Exercise instructions:
a) In two sentences, how would you sum up the CSST bonding thread below?
b) Do these statements agree with the CSST bonding thread below? Answer yes or no for each, quoting the words from the thread that decide it.
(i) The quoted 2009 IRC section sets a minimum size for the bonding jumper.
(ii) Jobsaver says that local gas and water line bonding often occurs at the electrical panel.
(iii) According to the thread, NFPA reached a consensus for 780 and 70.
c) Could you quote, word for word, the part of the CSST bonding thread below that opens with the words containing "Bond at the" and closes with "conductor or electrode."?

Exercise passage:
# CSST, you gotta love this stuff!



## Pcinspector1 (Dec 6, 2010)

Plumber: "Bonding, WTH are you talking about? I'm not a electrican!"

Electrician: "Thats the plumbers problem, not mine!"

CSST (brand name witheld) Info sheet  for CSST: Owner should confirm with an electrican or construction specialist that each continuous metallic system in a structure has ben bonded and grounded by an electrical professional in accorance with local building codes.

This looks like my problem!

Q. Where is the best place to see the CSST bonded and where it can viewed at any time?

pc1


----------



## fatboy (Dec 6, 2010)

Should be in the manufacturers specs. I know a few years back there was a rush to get specs out on bonding CSST, I think typically it is bonded at a fitting.


----------



## Jobsaver (Dec 6, 2010)

We have a lot of gas water heaters around here, so have a lot of gas and water line bonding occur at the water heater.


----------



## Pcinspector1 (Dec 6, 2010)

The bonding jumper is to be accessible, attached to the CSST fitting, steel pipe or ridged pipe then to where?

Where do you typically see this connection in the house?


----------



## raider1 (Dec 6, 2010)

Pcinspector1 said:
			
		

> The bonding jumper is to be accessible, attached to the CSST fitting, steel pipe or ridged pipe then to where? Where do you typically see this connection in the house?


The CSST should be bonded to the electrical service disconnecting means.

Chris


----------



## north star (Dec 6, 2010)

** * * ** 

Chris,



NEC article number or IRC section please!  Ya know, ...for clarity.  



** * * **


----------



## Francis Vineyard (Dec 6, 2010)

A few years ago most if not all of the CSST manufacturers installation guides are to be consistent with the new gas codes; 

2009 IRC G2411.1.1 (310.1.1) CSST. Corrugated stainless steel tubing (CSST) gas piping systems shall be bonded to the electrical service grounding electrode system at the point where the gas service enters the building. The bonding jumper shall be not smaller than 6 AWG copper wire or equivalent.

Bond at the _house_ side of the gas meter where it enters, not entered the building. The other end of the "bonding" conductor can clamp to the closes or convenient grounding conductor or electrode.

NFPA could not agree on a consenses for 780; lightning protection & 70 equipment bonding.


----------



## Pcinspector1 (Dec 6, 2010)

Are all of these locations allowed?

1)Grounding bar in the breaker box?

2)Grounding rod outside for service?

Input data:
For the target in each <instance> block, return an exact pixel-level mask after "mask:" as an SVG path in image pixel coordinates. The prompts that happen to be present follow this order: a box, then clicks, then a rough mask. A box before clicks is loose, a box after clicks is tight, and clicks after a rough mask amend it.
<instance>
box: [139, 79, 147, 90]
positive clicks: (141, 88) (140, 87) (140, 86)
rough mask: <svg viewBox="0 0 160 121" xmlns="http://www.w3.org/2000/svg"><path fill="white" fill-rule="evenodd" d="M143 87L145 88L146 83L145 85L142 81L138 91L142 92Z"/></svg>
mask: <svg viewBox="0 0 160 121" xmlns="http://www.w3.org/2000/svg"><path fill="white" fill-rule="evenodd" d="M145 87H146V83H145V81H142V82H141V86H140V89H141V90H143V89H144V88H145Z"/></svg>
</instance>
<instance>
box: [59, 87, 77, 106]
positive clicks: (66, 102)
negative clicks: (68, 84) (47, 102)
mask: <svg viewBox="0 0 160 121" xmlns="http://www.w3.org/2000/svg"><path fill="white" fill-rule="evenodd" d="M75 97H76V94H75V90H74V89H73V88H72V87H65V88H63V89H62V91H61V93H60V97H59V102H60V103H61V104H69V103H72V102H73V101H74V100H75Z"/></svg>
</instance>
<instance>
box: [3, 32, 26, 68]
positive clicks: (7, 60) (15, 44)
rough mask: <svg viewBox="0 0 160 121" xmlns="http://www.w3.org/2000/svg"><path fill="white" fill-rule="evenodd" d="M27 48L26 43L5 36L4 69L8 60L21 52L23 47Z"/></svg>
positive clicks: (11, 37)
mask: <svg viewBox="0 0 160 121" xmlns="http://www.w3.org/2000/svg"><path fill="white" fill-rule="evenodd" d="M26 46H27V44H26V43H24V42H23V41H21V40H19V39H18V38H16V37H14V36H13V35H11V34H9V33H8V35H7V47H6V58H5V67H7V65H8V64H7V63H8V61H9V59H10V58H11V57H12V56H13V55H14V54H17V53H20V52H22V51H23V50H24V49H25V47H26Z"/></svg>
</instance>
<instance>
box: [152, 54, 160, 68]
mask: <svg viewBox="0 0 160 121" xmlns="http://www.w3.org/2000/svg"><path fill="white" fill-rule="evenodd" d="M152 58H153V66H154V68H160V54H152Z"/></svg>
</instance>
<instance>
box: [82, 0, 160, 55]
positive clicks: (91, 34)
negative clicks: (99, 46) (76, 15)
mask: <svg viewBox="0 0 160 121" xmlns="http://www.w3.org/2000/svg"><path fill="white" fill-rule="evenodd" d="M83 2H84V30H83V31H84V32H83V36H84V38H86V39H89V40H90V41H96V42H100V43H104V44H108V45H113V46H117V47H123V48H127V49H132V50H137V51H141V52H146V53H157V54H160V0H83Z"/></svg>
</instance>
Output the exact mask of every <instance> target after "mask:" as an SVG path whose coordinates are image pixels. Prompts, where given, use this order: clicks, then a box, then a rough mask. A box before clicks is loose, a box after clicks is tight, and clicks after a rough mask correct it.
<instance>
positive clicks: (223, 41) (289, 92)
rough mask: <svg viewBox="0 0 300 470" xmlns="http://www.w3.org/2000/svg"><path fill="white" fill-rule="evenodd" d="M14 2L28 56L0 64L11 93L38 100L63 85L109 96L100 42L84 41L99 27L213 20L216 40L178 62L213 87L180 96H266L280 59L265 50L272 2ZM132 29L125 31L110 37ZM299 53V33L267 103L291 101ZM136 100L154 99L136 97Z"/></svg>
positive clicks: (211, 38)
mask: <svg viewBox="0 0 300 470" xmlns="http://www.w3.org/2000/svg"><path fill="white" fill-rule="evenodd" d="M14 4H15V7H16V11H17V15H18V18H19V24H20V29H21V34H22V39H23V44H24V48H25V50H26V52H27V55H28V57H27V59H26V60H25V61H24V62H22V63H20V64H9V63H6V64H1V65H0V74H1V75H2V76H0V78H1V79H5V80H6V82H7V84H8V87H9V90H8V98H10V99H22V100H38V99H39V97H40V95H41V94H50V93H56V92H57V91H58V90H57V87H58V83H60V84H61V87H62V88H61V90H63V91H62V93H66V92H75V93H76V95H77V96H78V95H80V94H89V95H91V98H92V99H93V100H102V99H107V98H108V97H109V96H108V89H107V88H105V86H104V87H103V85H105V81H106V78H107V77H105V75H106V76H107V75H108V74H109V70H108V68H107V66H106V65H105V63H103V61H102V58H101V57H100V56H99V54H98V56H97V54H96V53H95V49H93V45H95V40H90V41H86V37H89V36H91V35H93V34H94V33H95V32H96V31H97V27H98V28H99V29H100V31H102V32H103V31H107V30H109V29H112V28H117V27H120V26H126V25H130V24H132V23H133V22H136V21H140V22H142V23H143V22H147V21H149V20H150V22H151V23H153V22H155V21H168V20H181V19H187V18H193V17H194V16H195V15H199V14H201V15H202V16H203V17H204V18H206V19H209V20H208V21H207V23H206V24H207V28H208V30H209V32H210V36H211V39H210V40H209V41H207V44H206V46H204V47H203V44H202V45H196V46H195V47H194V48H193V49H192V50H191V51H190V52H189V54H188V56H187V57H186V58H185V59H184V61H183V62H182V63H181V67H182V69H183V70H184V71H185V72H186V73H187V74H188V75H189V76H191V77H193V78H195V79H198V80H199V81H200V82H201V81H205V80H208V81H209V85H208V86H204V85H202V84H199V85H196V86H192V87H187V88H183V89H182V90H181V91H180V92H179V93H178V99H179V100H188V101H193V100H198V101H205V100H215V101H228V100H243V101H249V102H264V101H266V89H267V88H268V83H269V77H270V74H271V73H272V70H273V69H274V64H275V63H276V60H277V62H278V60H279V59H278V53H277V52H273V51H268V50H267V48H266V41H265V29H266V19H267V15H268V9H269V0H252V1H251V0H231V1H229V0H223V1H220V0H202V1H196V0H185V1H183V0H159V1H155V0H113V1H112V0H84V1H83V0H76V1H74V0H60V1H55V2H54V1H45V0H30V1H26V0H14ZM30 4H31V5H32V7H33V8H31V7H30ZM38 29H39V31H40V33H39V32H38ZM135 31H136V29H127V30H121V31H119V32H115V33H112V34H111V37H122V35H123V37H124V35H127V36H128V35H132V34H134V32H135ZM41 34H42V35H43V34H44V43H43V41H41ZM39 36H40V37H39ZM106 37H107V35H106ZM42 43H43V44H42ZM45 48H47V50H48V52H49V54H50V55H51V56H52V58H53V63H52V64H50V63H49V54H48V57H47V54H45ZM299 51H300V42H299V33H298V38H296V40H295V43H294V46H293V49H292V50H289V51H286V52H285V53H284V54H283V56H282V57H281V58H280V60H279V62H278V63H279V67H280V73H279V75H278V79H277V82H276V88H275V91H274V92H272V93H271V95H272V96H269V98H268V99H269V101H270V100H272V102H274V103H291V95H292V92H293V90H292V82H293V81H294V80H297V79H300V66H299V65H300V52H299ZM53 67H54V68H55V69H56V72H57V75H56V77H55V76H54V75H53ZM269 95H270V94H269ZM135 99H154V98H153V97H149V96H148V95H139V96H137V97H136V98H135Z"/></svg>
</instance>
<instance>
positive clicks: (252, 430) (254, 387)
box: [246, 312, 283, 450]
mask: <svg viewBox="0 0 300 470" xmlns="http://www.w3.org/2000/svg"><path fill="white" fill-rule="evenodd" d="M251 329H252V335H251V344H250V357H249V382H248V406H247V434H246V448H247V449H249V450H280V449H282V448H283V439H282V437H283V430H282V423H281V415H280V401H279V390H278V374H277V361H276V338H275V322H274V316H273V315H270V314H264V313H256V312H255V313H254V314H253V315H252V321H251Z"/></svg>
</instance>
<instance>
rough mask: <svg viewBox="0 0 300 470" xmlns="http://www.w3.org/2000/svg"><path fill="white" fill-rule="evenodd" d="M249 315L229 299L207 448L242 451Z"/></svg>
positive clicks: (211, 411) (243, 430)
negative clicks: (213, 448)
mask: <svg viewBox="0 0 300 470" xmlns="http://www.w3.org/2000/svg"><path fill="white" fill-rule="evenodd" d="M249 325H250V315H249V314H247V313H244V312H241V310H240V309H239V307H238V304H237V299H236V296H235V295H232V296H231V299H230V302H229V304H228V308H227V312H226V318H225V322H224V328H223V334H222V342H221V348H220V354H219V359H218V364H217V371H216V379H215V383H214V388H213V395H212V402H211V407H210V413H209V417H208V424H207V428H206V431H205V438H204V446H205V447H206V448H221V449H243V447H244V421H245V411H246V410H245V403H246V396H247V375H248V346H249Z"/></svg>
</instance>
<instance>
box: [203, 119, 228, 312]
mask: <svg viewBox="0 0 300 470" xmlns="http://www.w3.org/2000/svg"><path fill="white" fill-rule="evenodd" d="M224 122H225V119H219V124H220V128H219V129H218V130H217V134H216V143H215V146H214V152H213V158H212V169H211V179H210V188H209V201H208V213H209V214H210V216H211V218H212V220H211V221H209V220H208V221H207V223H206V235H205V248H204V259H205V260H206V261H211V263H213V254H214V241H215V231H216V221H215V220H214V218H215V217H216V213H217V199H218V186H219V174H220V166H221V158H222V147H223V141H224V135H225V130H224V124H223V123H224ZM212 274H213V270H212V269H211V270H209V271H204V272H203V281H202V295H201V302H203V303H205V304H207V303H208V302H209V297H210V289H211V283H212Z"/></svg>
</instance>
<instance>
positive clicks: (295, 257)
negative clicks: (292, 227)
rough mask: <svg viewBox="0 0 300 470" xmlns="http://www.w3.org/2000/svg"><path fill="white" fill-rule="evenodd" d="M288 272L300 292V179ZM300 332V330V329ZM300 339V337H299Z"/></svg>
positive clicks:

Responses in order:
a) An inspector asks where corrugated stainless steel tubing (CSST) should be bonded and where that connection can be seen. Replies point to the manufacturers' specs, bonding at a fitting or the water heater, and the electrical service disconnecting means, and one cites 2009 IRC G2411.1.1, which requires bonding to the electrical service grounding electrode system where the gas service enters the building with a jumper no smaller than 6 AWG copper wire or equivalent.

b)
(i) Yes: "The bonding jumper shall be not smaller than 6 AWG copper wire or equivalent."
(ii) No: "have a lot of gas and water line bonding occur at the water heater."
(iii) No: "NFPA could not agree on a consenses for 780; lightning protection & 70 equipment bonding."

c)
Bond at the _house_ side of the gas meter where it enters, not entered the building. The other end of the "bonding" conductor can clamp to the closes or convenient grounding conductor or electrode.